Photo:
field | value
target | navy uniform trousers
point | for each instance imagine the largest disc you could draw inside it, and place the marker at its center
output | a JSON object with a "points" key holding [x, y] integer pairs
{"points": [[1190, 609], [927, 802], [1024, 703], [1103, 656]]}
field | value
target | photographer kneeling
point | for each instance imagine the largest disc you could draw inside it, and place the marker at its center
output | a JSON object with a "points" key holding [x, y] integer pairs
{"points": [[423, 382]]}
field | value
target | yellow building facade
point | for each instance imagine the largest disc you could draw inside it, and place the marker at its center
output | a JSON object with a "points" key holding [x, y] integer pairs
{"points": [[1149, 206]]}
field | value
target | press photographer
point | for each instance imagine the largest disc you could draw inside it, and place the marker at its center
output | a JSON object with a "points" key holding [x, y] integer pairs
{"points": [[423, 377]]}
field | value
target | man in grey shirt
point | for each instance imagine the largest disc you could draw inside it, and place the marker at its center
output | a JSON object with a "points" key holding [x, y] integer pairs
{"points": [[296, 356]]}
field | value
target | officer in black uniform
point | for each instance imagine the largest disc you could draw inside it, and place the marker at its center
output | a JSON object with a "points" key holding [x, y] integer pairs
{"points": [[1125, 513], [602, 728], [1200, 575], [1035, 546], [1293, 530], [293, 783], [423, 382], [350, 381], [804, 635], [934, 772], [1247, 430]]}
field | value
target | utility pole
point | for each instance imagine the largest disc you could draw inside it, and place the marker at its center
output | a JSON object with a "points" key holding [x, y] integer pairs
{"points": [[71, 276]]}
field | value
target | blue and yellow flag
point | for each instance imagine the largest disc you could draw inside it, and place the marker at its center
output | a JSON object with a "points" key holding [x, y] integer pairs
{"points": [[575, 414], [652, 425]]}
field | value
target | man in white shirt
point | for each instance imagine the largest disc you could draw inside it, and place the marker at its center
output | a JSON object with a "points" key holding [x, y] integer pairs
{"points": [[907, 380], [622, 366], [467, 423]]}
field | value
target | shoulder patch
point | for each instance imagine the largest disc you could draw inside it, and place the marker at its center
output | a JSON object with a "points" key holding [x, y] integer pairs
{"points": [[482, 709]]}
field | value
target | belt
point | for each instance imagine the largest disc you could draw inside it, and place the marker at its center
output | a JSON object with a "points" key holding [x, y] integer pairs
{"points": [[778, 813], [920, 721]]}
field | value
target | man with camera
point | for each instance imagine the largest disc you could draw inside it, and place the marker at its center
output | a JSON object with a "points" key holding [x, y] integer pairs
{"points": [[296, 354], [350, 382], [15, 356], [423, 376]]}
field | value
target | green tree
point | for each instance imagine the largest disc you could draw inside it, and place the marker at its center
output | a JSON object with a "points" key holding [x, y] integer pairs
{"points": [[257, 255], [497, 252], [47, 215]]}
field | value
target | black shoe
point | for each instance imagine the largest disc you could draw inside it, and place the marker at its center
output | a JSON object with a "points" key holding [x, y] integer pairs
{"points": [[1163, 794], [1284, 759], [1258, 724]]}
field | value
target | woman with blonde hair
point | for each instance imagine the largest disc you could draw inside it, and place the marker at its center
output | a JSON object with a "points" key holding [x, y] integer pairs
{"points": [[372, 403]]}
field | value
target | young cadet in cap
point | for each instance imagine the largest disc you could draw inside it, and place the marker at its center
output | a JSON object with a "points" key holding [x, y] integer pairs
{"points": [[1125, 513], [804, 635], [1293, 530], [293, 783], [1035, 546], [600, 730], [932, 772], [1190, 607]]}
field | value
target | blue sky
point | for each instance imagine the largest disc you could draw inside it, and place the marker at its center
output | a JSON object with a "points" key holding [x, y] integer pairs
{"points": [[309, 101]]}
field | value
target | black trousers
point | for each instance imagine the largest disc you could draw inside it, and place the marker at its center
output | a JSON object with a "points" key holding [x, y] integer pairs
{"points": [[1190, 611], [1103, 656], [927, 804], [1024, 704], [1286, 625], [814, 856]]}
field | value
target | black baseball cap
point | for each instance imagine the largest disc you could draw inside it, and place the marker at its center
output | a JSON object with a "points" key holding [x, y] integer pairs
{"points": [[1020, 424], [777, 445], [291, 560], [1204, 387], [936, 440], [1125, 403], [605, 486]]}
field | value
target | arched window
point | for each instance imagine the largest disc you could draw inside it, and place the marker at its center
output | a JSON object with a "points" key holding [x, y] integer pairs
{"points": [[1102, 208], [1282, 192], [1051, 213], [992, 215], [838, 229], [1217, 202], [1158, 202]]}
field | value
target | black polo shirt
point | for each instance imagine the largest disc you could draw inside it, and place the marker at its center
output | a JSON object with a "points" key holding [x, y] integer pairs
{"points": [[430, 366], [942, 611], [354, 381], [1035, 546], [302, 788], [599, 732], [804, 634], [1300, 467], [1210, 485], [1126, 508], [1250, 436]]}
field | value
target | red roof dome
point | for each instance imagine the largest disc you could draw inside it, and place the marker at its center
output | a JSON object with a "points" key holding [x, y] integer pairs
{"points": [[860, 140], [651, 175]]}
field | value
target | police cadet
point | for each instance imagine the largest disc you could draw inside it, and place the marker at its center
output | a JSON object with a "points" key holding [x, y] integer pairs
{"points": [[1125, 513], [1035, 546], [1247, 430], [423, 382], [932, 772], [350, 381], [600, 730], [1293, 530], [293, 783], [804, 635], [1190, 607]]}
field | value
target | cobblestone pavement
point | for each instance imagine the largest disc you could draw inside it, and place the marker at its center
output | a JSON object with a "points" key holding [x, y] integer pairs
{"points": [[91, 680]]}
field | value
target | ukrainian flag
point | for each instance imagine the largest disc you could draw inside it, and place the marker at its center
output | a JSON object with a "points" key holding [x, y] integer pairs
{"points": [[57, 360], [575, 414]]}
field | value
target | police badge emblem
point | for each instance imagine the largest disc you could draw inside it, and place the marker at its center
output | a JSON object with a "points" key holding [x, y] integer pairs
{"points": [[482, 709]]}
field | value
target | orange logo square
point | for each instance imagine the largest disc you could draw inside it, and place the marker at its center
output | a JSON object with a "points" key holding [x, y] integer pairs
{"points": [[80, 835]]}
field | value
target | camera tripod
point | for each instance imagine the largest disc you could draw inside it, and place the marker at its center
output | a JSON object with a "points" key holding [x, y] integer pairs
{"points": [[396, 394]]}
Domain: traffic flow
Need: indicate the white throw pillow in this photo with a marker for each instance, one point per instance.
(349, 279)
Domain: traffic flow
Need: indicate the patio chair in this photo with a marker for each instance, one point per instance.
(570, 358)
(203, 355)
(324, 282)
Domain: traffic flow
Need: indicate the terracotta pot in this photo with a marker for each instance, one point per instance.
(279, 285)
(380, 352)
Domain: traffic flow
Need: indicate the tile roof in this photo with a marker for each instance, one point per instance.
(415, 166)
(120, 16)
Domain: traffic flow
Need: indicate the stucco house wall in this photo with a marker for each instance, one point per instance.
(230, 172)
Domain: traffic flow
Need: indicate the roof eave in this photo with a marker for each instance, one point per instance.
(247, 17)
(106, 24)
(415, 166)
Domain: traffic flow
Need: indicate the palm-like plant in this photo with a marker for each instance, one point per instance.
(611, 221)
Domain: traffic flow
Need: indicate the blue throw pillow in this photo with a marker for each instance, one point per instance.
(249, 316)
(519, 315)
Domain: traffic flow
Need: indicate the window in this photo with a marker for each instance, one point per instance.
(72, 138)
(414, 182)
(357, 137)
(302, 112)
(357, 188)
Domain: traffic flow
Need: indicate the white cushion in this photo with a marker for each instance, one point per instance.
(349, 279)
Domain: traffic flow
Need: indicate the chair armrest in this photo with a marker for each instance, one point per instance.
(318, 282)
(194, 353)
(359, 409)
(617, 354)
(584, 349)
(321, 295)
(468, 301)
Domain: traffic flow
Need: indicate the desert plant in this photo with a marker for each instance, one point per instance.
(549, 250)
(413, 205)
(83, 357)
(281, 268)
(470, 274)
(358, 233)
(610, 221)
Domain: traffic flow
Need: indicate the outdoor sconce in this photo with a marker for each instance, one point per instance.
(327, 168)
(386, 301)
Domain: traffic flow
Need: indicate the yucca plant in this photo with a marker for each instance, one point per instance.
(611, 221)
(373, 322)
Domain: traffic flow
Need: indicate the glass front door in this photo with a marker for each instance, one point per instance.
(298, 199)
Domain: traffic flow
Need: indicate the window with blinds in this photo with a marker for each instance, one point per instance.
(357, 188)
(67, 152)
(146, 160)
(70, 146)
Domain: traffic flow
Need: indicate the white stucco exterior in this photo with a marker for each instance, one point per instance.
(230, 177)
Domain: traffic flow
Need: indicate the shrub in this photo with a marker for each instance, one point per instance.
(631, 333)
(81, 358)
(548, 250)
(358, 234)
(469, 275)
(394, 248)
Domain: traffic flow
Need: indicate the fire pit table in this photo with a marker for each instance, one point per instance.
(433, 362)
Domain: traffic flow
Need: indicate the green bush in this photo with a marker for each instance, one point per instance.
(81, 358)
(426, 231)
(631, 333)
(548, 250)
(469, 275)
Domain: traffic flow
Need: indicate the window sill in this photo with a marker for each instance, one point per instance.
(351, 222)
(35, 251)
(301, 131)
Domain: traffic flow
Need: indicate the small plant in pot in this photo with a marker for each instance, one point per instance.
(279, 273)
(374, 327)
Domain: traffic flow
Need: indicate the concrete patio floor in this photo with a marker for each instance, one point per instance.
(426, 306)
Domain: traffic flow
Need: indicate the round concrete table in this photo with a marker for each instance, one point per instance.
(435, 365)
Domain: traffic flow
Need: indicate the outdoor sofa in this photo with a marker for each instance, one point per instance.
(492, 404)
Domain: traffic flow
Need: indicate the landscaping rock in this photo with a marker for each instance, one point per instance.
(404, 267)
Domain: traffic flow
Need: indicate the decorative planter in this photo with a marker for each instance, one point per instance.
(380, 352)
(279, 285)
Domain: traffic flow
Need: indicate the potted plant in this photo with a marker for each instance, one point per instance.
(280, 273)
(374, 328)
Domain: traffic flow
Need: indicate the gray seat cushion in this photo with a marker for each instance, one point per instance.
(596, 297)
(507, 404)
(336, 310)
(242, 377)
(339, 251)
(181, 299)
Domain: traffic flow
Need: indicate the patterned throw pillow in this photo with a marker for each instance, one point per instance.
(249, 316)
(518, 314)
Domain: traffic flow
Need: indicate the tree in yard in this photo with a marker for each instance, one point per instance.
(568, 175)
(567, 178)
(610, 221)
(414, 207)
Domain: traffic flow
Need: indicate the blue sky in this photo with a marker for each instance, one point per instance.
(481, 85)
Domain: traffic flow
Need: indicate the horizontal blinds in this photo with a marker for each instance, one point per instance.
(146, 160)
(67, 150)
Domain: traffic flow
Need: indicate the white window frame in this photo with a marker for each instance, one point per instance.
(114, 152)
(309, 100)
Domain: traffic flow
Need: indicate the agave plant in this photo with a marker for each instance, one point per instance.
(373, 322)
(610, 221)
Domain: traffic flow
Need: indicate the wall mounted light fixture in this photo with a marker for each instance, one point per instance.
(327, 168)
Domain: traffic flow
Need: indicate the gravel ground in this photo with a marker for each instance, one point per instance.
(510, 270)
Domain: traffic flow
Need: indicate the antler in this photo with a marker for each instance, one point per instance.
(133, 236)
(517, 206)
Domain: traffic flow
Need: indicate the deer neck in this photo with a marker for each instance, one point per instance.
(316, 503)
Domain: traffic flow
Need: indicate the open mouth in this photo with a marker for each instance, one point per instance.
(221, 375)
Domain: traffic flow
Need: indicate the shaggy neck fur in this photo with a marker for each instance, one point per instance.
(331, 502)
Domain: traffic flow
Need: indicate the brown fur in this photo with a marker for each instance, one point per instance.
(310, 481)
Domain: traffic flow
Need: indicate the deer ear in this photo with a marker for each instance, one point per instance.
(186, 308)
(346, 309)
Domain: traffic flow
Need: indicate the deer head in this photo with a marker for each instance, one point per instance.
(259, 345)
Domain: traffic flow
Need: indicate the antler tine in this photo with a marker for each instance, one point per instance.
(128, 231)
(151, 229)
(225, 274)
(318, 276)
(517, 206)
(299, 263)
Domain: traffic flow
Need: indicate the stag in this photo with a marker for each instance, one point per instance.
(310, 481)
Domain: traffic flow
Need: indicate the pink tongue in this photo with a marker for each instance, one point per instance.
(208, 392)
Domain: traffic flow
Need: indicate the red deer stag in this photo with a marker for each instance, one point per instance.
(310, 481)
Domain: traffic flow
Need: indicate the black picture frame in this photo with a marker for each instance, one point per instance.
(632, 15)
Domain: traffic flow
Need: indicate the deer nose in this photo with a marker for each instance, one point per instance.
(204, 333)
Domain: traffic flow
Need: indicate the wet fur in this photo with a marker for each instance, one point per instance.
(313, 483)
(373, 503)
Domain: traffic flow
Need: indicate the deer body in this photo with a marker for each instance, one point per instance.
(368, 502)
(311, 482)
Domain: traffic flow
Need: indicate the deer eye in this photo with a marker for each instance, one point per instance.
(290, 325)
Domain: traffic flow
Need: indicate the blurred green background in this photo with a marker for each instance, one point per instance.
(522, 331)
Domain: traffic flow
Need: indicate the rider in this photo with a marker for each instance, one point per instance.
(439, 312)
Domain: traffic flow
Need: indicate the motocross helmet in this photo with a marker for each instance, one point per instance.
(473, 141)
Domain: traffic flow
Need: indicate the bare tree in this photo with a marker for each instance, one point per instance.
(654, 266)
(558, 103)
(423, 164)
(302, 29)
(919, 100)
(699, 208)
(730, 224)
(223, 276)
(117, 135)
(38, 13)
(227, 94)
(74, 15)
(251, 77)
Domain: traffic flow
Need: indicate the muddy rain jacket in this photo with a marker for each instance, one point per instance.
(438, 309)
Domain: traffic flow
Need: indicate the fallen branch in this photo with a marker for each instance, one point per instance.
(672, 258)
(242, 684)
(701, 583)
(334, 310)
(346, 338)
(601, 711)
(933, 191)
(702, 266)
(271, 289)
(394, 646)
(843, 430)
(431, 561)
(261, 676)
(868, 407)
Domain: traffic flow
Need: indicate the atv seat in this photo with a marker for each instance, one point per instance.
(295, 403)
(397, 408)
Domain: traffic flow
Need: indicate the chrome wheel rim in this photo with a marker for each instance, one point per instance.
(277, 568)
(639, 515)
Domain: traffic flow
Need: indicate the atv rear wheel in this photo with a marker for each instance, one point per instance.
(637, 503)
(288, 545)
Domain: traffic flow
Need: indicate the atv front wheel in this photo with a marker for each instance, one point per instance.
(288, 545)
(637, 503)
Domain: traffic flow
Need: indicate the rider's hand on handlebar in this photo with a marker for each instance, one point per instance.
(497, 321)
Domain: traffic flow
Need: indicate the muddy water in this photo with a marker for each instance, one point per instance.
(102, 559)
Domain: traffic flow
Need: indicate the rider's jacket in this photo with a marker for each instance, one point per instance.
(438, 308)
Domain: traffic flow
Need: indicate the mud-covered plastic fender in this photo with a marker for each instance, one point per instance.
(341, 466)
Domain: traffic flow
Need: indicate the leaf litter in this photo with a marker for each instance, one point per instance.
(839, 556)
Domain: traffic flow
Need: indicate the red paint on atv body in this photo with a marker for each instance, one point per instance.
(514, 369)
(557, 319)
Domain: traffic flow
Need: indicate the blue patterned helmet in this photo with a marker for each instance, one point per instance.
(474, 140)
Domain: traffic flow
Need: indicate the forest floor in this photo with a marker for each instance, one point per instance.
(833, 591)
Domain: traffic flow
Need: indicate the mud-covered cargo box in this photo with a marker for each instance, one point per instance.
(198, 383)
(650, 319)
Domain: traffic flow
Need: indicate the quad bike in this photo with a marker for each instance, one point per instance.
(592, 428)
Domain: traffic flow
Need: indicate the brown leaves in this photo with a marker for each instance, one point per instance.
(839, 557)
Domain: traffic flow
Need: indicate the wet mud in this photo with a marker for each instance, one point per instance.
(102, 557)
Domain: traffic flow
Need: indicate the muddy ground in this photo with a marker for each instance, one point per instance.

═══

__Stated task__: Pull out every line of the entries above that contains the word "cadet", matching case exactly.

__Output__:
target | young cadet in cap
target | police cadet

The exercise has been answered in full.